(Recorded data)
————————

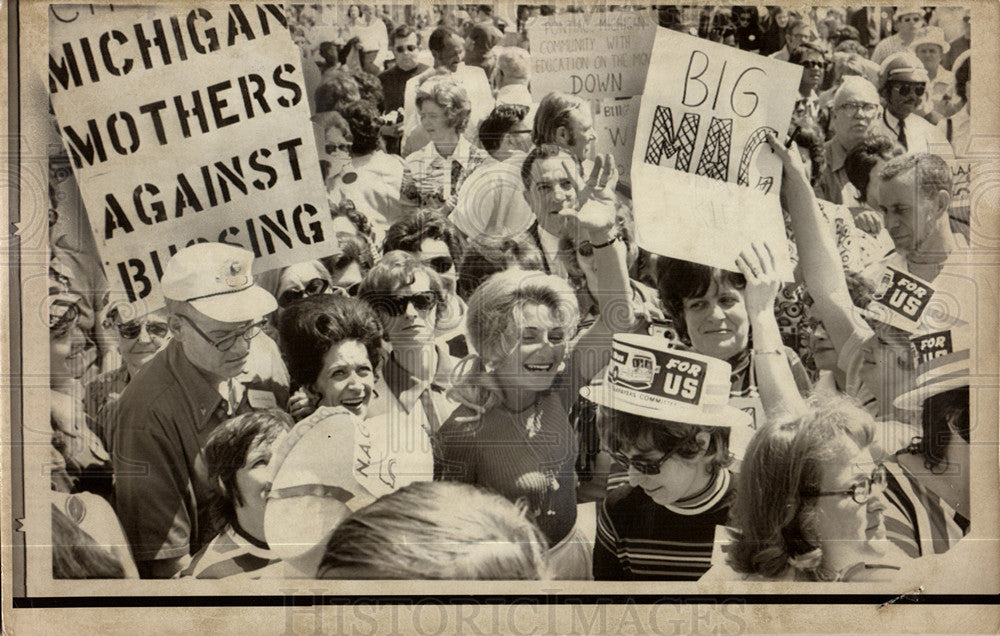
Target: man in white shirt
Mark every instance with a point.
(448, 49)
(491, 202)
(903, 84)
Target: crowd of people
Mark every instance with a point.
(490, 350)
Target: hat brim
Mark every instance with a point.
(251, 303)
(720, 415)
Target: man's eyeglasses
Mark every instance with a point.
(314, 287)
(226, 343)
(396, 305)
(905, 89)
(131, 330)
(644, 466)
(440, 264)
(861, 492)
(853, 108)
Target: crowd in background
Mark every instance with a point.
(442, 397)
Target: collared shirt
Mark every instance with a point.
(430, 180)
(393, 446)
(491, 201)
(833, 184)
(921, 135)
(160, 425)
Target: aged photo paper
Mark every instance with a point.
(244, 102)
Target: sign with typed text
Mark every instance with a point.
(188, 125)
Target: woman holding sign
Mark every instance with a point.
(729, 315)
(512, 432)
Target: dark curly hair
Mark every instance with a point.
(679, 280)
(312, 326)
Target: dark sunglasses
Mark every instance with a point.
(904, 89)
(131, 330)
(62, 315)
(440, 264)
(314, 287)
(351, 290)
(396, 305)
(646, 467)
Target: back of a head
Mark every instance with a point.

————————

EXERCISE REQUIREMENTS:
Skip the pictures. Restate exactly the lines from the start of the entries through the line containing "Target: aged photo paper", both ends included.

EXERCISE SOLUTION:
Target: man in white shirt
Mark every instance with a point.
(448, 49)
(491, 202)
(903, 84)
Target: crowd of people
Mark every instance with a point.
(490, 350)
Target: hat brim
Mark every instance with a point.
(251, 303)
(720, 415)
Target: man's eyeglasses
Mark every instance with a point.
(314, 287)
(226, 343)
(396, 305)
(905, 89)
(131, 330)
(644, 466)
(440, 264)
(861, 492)
(853, 108)
Target: crowd in background
Mark every instance with a point.
(442, 397)
Target: collared shirt
Mark every instance with a point.
(430, 180)
(393, 446)
(491, 201)
(833, 184)
(921, 135)
(160, 425)
Target: aged photo paper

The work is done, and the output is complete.